====== GIVEN TEXT ======
Seller’s life advanced but problems still existed, there was now an influx of money working a good job for ESPN. But money meant material things, cars and nightlife which led to continued drinking and then cocaine. Money from a high profile job at ESPN made it much easier to fill Seller’s personal voids.
After six years in Connecticut and numerous arrests to his name, things hit a wall. A lawyer couldn’t save him anymore and without help he wouldn’t be able to help himself. But prison didn’t do the trick as one might think; it wasn’t incarceration per se, or the horrors of concrete confinement. He finally figured something out and it just took longer than most people. Spending thirty days there - five in a holding area, surrounded by men far more dangerous than him, and the remaining twenty five in a minimum security prison, something happened that he finds it difficult to explain to people.
“I’m laying in bed one night on the top bunk and the roof is only about eight inches off the top of my nose. I’m laying there basically the same person I’ve been for the last twenty years, very sad and depressed and confused and really not thinking about anything but how much it sucks to be locked up. And I’m staring up at the ceiling and some dude had written a circle on the ceiling and laying there staring at the circle but it was like somebody flipped a fuckin’ switch. And all of a sudden it dawned on me that the problem was not the world, that the problem was me, and how I see the world. And I know that sounds like a really simple thing and I think most adult people know that, that how you view the world is how good or how bad your life can be. That was the first time that had ever dawned on me.”
He pauses and looks straight ahead, thinking hard about his next sentence and then smiles.
“I woke up the next day it was like I was walking around in a new skin.”
======
**EXERCISE INSTRUCTIONS**
[a] In the profile of Seller, how many days did he spend in the minimum security prison?
[b] State whether each statement agrees with the profile of Seller. Answer yes or no and quote the words of the profile that decide it.
(i) Seller spent six years in Connecticut.
(ii) Seller spent ten days in a holding area.
(iii) Seller himself drew the circle on the ceiling.
[c] Write out the passage of the profile of Seller from "After six years" up to and including "explain to people.", swapping "prison" for "jail".
====== DATASET SECTION ======
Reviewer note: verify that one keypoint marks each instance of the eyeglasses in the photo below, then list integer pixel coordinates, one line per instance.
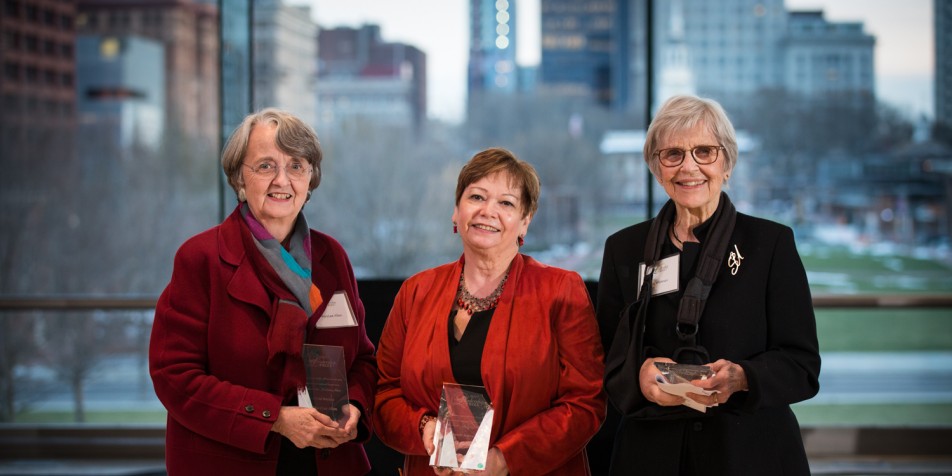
======
**THE ANSWERS**
[a] Twenty five days.

[b]
(i) Yes: "After six years in Connecticut and numerous arrests to his name, things hit a wall."
(ii) No: "five in a holding area"
(iii) No: "some dude had written a circle on the ceiling"

[c]
After six years in Connecticut and numerous arrests to his name, things hit a wall. A lawyer couldn’t save him anymore and without help he wouldn’t be able to help himself. But jail didn’t do the trick as one might think; it wasn’t incarceration per se, or the horrors of concrete confinement. He finally figured something out and it just took longer than most people. Spending thirty days there - five in a holding area, surrounded by men far more dangerous than him, and the remaining twenty five in a minimum security jail, something happened that he finds it difficult to explain to people.